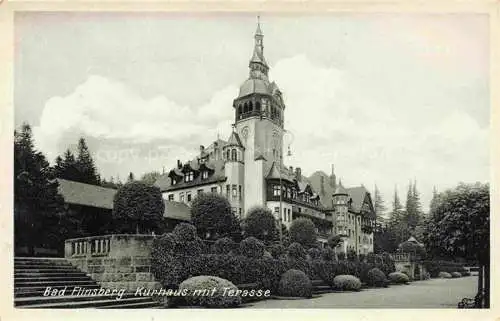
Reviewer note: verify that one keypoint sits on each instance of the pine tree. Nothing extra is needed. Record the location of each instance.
(85, 164)
(38, 208)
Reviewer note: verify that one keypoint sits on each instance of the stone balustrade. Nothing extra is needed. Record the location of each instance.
(115, 261)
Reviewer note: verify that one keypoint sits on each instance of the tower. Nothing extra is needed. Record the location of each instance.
(259, 118)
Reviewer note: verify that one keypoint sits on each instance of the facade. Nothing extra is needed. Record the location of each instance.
(248, 168)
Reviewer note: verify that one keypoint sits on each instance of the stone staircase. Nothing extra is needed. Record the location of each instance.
(32, 277)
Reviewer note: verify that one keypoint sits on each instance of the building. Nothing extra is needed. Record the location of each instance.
(249, 168)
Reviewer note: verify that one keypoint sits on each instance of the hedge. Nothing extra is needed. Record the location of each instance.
(399, 278)
(200, 292)
(347, 283)
(295, 283)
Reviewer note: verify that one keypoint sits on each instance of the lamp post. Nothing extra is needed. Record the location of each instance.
(289, 139)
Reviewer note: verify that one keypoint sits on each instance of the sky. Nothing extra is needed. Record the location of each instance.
(386, 98)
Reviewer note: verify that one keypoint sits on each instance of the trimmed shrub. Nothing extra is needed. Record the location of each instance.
(303, 231)
(252, 247)
(295, 283)
(398, 278)
(347, 283)
(328, 254)
(444, 275)
(376, 278)
(325, 270)
(314, 253)
(185, 231)
(296, 251)
(199, 290)
(277, 250)
(224, 245)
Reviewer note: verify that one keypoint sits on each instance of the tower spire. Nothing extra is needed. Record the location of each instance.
(258, 65)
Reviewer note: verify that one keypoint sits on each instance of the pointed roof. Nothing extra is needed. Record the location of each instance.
(234, 140)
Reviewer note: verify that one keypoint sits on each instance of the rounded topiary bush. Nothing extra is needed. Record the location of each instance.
(199, 291)
(347, 283)
(376, 278)
(295, 283)
(314, 253)
(444, 275)
(328, 254)
(185, 232)
(223, 246)
(252, 247)
(398, 278)
(296, 251)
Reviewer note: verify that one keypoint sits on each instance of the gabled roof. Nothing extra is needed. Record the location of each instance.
(86, 194)
(358, 195)
(101, 197)
(274, 173)
(217, 175)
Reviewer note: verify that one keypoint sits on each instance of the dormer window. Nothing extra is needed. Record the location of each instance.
(189, 177)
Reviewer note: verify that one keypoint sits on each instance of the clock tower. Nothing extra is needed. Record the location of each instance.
(259, 121)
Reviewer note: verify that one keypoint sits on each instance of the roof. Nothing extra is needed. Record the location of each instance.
(177, 210)
(357, 194)
(165, 184)
(102, 197)
(234, 140)
(254, 85)
(274, 172)
(86, 194)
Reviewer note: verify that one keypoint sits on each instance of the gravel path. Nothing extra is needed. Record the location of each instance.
(434, 293)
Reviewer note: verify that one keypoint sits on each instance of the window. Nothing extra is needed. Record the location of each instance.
(189, 177)
(276, 190)
(235, 192)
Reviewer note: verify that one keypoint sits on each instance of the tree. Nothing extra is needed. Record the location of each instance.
(211, 214)
(150, 178)
(460, 227)
(38, 208)
(139, 208)
(303, 231)
(260, 223)
(85, 164)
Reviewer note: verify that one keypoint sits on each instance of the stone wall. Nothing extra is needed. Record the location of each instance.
(114, 261)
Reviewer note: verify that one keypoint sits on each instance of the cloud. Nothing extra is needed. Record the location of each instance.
(331, 119)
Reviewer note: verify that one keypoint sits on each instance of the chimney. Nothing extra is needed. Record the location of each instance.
(298, 173)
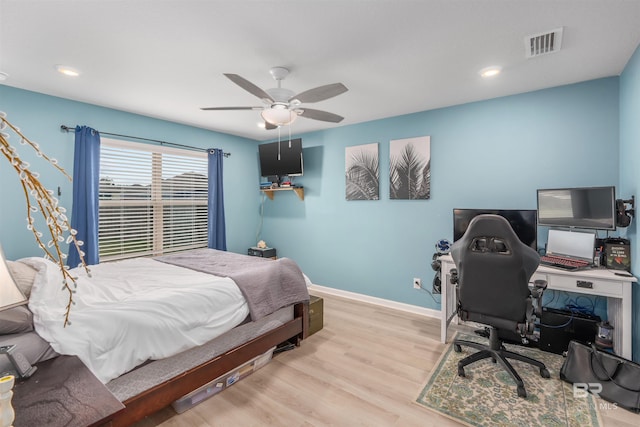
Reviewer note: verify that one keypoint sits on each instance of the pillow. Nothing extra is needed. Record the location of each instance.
(16, 320)
(23, 274)
(30, 345)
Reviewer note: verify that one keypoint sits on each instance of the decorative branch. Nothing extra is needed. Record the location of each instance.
(40, 199)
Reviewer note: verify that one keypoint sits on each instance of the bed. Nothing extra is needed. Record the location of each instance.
(264, 303)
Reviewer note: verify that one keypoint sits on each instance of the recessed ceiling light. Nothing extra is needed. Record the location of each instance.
(490, 71)
(67, 71)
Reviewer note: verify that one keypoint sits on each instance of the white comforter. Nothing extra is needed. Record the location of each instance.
(132, 311)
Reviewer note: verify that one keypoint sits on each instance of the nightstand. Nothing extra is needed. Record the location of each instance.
(262, 252)
(63, 392)
(316, 316)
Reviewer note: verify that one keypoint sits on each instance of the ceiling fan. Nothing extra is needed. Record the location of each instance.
(283, 106)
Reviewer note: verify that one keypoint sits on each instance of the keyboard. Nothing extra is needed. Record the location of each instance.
(563, 262)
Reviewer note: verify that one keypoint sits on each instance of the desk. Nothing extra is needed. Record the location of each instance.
(603, 282)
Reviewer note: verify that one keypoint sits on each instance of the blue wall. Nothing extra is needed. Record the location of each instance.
(491, 154)
(629, 173)
(40, 116)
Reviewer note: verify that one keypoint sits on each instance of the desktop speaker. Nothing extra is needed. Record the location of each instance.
(558, 327)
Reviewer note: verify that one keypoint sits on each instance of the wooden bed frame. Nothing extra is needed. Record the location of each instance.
(162, 395)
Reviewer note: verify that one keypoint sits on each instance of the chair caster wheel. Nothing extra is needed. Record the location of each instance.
(522, 392)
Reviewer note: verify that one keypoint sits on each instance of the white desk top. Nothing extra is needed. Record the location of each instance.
(595, 273)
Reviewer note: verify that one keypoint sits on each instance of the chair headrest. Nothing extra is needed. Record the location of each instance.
(490, 233)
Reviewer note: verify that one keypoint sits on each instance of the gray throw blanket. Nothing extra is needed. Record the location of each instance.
(267, 285)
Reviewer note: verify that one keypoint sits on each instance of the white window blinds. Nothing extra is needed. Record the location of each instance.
(153, 200)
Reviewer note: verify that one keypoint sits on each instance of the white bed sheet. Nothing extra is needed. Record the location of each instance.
(131, 311)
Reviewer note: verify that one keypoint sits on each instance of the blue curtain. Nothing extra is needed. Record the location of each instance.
(216, 228)
(86, 180)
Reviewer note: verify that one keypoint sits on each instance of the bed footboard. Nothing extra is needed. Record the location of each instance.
(162, 395)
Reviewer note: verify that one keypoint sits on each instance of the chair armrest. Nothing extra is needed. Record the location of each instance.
(453, 274)
(539, 287)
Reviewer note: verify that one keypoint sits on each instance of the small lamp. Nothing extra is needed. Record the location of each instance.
(279, 115)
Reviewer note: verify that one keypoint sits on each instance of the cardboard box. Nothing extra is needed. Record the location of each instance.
(618, 256)
(316, 306)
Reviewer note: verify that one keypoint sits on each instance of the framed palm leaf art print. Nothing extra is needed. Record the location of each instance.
(362, 172)
(410, 168)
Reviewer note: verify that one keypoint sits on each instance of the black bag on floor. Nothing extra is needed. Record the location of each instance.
(612, 377)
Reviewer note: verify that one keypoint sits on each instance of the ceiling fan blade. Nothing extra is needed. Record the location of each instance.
(321, 93)
(231, 108)
(320, 115)
(250, 87)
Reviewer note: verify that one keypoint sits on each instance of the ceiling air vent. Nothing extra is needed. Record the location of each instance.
(543, 43)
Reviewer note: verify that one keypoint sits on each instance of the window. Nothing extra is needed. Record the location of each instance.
(153, 200)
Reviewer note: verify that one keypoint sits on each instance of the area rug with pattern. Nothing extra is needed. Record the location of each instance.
(487, 395)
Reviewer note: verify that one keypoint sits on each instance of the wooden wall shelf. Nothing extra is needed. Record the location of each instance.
(270, 192)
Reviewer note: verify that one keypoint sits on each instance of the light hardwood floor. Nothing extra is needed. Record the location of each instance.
(364, 368)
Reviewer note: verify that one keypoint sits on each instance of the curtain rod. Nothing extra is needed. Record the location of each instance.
(189, 147)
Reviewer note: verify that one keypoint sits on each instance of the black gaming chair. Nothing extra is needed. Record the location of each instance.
(493, 269)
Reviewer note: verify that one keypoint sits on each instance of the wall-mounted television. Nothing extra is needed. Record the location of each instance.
(523, 222)
(281, 158)
(581, 207)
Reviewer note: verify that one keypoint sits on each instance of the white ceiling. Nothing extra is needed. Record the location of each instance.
(166, 59)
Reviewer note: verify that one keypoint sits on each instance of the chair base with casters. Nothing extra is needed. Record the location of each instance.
(498, 353)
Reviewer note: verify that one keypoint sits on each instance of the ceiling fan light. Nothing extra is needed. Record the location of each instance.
(279, 116)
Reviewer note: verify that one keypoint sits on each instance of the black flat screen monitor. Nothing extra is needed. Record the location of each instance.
(523, 222)
(283, 158)
(585, 207)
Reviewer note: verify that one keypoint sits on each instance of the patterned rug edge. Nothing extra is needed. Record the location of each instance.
(594, 414)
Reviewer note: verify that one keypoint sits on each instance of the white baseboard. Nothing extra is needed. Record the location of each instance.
(428, 312)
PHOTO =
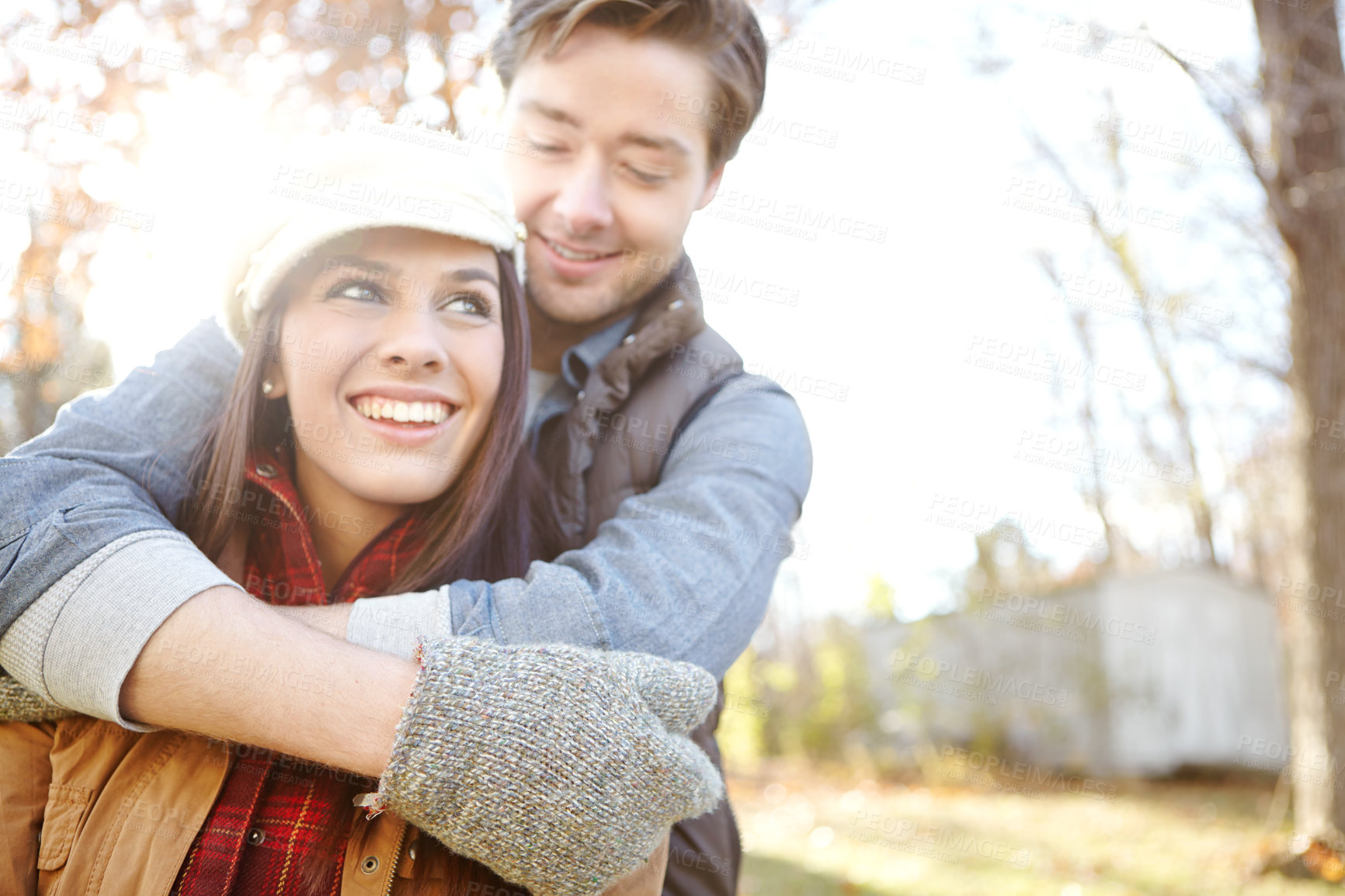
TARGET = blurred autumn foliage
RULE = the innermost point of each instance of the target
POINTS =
(75, 78)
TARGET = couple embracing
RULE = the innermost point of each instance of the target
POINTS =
(374, 589)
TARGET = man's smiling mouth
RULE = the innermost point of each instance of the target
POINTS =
(571, 255)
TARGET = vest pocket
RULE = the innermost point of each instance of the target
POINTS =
(66, 806)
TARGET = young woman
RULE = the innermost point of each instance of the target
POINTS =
(370, 446)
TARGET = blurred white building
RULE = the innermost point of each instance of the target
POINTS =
(1135, 675)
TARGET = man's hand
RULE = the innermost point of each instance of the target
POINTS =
(646, 880)
(560, 767)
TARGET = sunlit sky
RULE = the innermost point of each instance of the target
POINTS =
(900, 134)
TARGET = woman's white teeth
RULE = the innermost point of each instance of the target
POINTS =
(576, 256)
(432, 412)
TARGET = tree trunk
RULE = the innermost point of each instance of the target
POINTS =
(1305, 95)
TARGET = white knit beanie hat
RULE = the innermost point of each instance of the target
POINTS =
(345, 182)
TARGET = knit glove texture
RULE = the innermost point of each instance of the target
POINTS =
(558, 767)
(20, 704)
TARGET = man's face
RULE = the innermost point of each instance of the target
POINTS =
(612, 170)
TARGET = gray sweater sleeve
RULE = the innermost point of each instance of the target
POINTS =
(75, 646)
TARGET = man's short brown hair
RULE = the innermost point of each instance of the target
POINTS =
(724, 33)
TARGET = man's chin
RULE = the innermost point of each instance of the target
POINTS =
(577, 306)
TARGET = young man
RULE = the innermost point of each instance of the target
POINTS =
(677, 477)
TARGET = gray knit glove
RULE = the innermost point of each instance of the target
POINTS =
(20, 704)
(558, 767)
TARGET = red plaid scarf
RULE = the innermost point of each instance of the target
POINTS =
(273, 809)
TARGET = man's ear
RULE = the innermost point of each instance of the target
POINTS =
(712, 187)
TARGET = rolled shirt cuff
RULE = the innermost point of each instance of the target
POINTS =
(393, 624)
(75, 644)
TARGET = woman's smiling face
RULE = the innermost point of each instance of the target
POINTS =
(391, 356)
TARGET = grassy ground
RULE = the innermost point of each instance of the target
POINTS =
(808, 835)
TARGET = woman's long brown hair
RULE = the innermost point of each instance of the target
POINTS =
(490, 525)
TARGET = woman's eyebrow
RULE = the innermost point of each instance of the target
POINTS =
(467, 275)
(362, 264)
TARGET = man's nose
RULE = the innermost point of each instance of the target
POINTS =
(582, 202)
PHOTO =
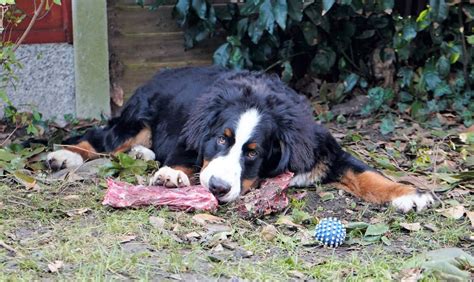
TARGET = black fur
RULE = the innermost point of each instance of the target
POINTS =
(188, 108)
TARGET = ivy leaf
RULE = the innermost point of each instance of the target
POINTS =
(287, 73)
(409, 31)
(200, 8)
(250, 7)
(442, 89)
(443, 66)
(327, 5)
(439, 10)
(280, 10)
(310, 33)
(323, 61)
(350, 82)
(222, 54)
(407, 76)
(387, 125)
(266, 19)
(470, 39)
(431, 79)
(295, 10)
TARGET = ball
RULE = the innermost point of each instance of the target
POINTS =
(330, 232)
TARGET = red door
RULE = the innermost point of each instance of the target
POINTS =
(53, 24)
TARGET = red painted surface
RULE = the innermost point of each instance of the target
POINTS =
(52, 26)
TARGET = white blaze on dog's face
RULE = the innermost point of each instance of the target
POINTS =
(223, 174)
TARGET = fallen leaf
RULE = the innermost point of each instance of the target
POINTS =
(411, 226)
(193, 235)
(71, 197)
(204, 218)
(431, 227)
(455, 212)
(376, 229)
(269, 232)
(286, 220)
(470, 215)
(410, 275)
(157, 222)
(126, 239)
(75, 212)
(55, 266)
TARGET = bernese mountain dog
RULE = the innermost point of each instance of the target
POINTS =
(231, 129)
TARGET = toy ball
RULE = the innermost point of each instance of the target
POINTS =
(330, 232)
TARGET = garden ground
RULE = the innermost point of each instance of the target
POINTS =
(58, 229)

# # #

> WORK INSTRUCTION
Among the entries above, take the lines from the one with "TARGET = man's ear" through the one with "TARGET = ivy leaf" and retype them exactly, leaving out the pictures.

> ANSWER SECTION
TARGET = man's ear
RULE = the innermost point of each instance of the target
POINTS =
(712, 187)
TARGET = rolled shirt cuff
RULE = the innermost point of each instance of the target
POINTS =
(393, 624)
(75, 644)
TARGET = woman's smiling face
RULE = the innermost point of each instance of the target
POINTS =
(391, 356)
TARGET = grassy ground
RULE = the innermost point of each instance of the target
POINTS =
(808, 835)
TARGET = woman's long brown hair
RULE = the innermost point of each instance of the target
POINTS =
(490, 525)
TARGET = woman's eyebrow
RULE = the innermost point of each instance of the target
POINTS =
(467, 275)
(362, 264)
TARGET = man's nose
RULE = the innermost point of each instance of the target
POINTS =
(582, 202)
PHOTO =
TARGET = black fur
RULE = the innermost point of each instance of the target
POINTS =
(188, 108)
TARGET = ivy leaf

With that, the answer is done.